Each certificate reciting that it was given in lieu of a described indebtedness, particularly set out the indebtedness it extended and renewed. Each certificate contained provisions for its transfer, and further provided “any payment on this certificate shall be endorsed thereon; and upon payment in full, it shall be surrendered to the Creditors’ Committee for cancellation.”

At the time the Committee took over the properties the combined claims were in excess of $6,000,000, and the combined value of the properties was around $4,000,-000. It was definitely understood, throughout its administration, by creditors and debtors alike, that the Committee was purely a liquidating Committee, and throughout, the only activities it engaged in, were those required for the conservation and liquidation of the properties.

Appellees, between April of 1929 and October of 1931, purchased for cash, at a cost of $185,333.05, Class-B Certificates of the face value of $420,604.22, and when in November, 1935, the Creditors’ Committee sold for cash, all remaining assets, in its hands, and made payment pro rata in accordance with the terms .of the declaration of trust upon the certificates of indebtedness, appellees were paid on account of their certificates, $32,283. Thereafter, the corporation debtor dissolved, .the individual debtors insolvent, and all the properties to which they might look for the payment of the indebtedness they held, disposed of in liquidation, appellees charged off as an ascertained bad debt loss, the difference between the amount paid for, and that received on account of, the certificates, $153,-030.15; and in their income tax returns for that year, deducted it as such.

The Commissioner rejected the claimed deductions, upon the theory that the Creditors’ Committee was an Association, taxable as a corporation, that the appellees as holder of the certificates, were stock owners of the corporation, and that the amounts received on account of them, were not payments on debts, but distributions in liquidation of a corporation within Section 115, Revenue Act of 1934, 26 U.S.C.A. § 115(c), and therefore a capital loss and limited, by Section 117 of the Act, 26 U.S. C.A. § 101(d) to $2,000 for each appellee.

The District Judge found; that the Creditors’ Committee was not a corporation or an association, but merely a trusteeship for the purpose of liquidating the properties to pay debts; that the certificates were not stock certificates, evidencing stock ownership, but evidences of debt; and that when in 1935, the debtors being insolvent, the property to which the creditors might look for payment of their debts, was finally and completely disposed of, and final payments were made on the certificates of indebtedness, the loss then ascertained, was not a capital loss limited to $2,000, as claimed by the defendant, but a bad debt loss for the full amount as claimed by plaintiffs. He gave judgment accordingly.

Here, appellant testing the findings and judgment for error, mainly insists: that, the Creditors’ Committee, operating as “American Refining Properties”; was operating, and taxable, as a Corporation, and that the certificates evidenced stock ownership, and not indebtedness. A secondary point made by it is, that if the Creditors’ Committee was not an association, taxable as a corporation, and the certificates did not evidence stock ownership, but indebtednesses, the judgment was still wrongly entered, because, Sec. 117, Revenue Act of 1934, Sec. 101(f), 26 U.S.C.A., provides, “amounts received by the holder upon the retirement of bonds, debentures, notes, or certificates or other evidences of indebtedness issued by any corporation * * * with interest coupons or in registered form, shall be considered as amounts received in exchange,” and the evidence establishes; that the certificates, of indebtedness, were evidences of indebtedness issued by the corporation, American Refining Co., Inc.; and that the amounts received by appellees, were “received upon the retirement thereof.”

-----

#### Stated problem:
Could you extract the stretch of the court opinion from "Appellees, between April" through "it as such.", word for word? The material that comes next isn't needed.

#### Material:
-----

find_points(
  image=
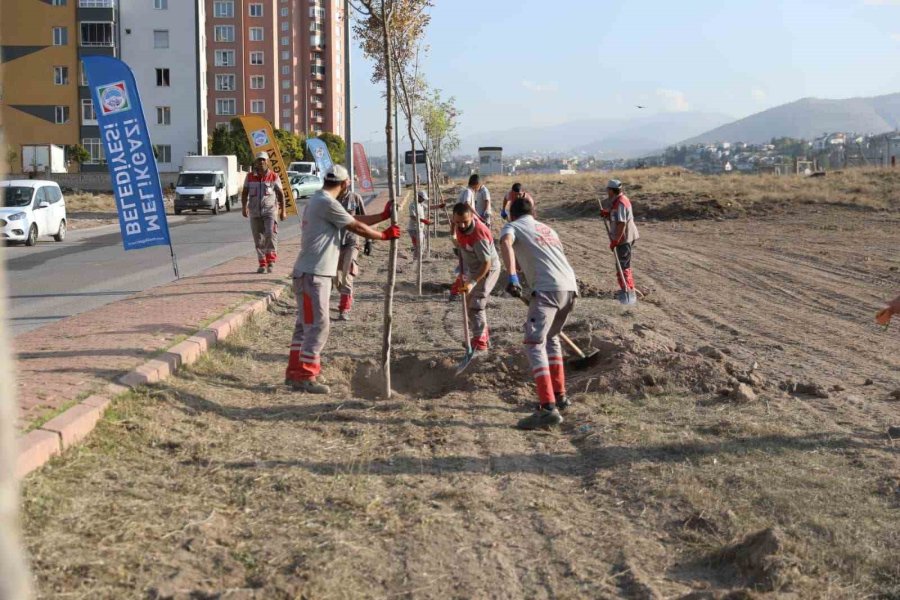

-----

#### Output of the exercise:
Appellees, between April of 1929 and October of 1931, purchased for cash, at a cost of $185,333.05, Class-B Certificates of the face value of $420,604.22, and when in November, 1935, the Creditors’ Committee sold for cash, all remaining assets, in its hands, and made payment pro rata in accordance with the terms .of the declaration of trust upon the certificates of indebtedness, appellees were paid on account of their certificates, $32,283. Thereafter, the corporation debtor dissolved, .the individual debtors insolvent, and all the properties to which they might look for the payment of the indebtedness they held, disposed of in liquidation, appellees charged off as an ascertained bad debt loss, the difference between the amount paid for, and that received on account of, the certificates, $153,-030.15; and in their income tax returns for that year, deducted it as such.